* [SHORT TASK]
Copy out the lines from the one with "Give the mask of every instance of the spiky" up to and including the one with "26 10 L 30 11", requests included, and only those lines. Scale every number in the answers (the viewBox sizes and the outline coordinates) by 0.45, rounding to whole numbers with halves going up, and leave the requests and their format samples unchanged.

* [RECORDS]
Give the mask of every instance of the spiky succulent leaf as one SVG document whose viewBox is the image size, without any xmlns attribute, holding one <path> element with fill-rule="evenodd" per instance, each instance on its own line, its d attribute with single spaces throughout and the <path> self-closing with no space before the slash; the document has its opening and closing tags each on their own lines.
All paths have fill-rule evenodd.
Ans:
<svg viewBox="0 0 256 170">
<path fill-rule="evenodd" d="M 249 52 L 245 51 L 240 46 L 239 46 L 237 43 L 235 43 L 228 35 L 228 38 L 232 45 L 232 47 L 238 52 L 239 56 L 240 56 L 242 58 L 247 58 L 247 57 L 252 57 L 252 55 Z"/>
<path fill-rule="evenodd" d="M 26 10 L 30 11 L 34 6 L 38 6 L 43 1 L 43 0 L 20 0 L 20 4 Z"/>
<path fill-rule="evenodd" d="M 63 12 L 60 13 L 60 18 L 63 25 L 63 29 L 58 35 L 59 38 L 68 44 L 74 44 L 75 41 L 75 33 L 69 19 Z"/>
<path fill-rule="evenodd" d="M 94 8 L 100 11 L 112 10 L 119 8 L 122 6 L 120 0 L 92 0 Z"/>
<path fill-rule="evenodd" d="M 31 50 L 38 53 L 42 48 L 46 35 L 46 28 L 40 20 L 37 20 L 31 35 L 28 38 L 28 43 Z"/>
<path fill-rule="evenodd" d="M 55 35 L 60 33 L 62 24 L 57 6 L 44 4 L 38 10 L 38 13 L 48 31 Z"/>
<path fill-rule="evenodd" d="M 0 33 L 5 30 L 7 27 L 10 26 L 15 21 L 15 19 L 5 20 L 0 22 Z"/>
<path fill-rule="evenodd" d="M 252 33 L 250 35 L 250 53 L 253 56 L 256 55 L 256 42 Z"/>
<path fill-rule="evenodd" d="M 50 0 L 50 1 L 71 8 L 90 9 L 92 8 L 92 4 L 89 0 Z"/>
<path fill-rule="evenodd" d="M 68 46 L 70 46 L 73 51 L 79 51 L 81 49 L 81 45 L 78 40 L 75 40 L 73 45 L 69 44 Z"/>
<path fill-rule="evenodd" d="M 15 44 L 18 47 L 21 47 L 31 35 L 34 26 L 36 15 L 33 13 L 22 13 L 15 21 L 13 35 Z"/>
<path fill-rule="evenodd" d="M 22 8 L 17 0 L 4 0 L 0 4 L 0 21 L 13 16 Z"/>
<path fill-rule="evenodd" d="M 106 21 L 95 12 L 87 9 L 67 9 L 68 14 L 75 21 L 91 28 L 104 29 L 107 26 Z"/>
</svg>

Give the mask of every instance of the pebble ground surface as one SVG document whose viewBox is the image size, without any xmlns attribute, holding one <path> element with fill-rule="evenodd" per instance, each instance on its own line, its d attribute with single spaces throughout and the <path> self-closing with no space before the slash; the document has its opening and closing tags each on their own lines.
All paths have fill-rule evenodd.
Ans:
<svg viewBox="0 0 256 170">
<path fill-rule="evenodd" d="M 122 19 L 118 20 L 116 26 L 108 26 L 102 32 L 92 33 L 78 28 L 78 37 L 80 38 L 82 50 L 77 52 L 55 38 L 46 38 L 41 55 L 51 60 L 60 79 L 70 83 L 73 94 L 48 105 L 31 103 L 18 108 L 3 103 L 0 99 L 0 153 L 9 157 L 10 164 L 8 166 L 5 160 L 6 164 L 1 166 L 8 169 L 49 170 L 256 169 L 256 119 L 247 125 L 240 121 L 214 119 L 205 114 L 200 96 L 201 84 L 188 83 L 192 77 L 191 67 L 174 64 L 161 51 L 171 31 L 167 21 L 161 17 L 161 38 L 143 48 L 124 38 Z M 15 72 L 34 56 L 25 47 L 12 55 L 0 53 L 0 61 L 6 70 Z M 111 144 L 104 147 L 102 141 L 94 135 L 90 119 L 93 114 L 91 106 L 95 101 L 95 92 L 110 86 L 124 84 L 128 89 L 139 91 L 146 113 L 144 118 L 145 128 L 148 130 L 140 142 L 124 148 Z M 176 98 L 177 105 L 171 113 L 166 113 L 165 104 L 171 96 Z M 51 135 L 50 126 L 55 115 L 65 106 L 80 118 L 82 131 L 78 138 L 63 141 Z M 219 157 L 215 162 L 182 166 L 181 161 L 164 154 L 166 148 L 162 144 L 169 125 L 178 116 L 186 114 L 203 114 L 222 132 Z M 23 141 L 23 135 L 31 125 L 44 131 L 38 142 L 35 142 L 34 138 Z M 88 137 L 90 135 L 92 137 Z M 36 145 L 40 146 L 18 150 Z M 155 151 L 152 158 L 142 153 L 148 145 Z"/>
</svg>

--

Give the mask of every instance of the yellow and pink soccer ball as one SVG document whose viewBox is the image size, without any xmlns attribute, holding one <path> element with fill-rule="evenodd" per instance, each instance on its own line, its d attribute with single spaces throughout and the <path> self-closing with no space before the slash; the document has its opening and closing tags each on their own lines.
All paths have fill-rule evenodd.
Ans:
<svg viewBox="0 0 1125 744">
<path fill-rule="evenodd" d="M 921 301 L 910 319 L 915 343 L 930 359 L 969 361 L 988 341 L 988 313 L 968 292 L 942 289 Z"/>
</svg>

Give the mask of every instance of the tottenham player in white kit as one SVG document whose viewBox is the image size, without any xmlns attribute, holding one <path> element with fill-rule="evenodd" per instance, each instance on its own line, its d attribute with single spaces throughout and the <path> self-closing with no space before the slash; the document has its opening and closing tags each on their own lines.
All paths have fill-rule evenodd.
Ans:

* [COMPLETED TASK]
Give the mask of every instance of the spiky succulent leaf as one SVG document whose viewBox is the image size, without any xmlns attribute, holding one <path> element with fill-rule="evenodd" per instance, each instance on its own line, its d attribute with single spaces throughout and the <path> self-closing with no space before the slash; the document has its opening and closing tags each on their own lines.
All paths have fill-rule evenodd.
Ans:
<svg viewBox="0 0 115 77">
<path fill-rule="evenodd" d="M 112 23 L 110 23 L 108 21 L 108 21 L 107 19 L 106 19 L 103 16 L 103 17 L 104 20 L 104 21 L 107 23 L 108 25 L 108 25 L 109 26 L 111 26 L 111 26 L 113 26 L 113 25 Z"/>
<path fill-rule="evenodd" d="M 12 5 L 14 5 L 15 3 L 17 3 L 19 0 L 19 0 L 9 0 L 9 2 Z"/>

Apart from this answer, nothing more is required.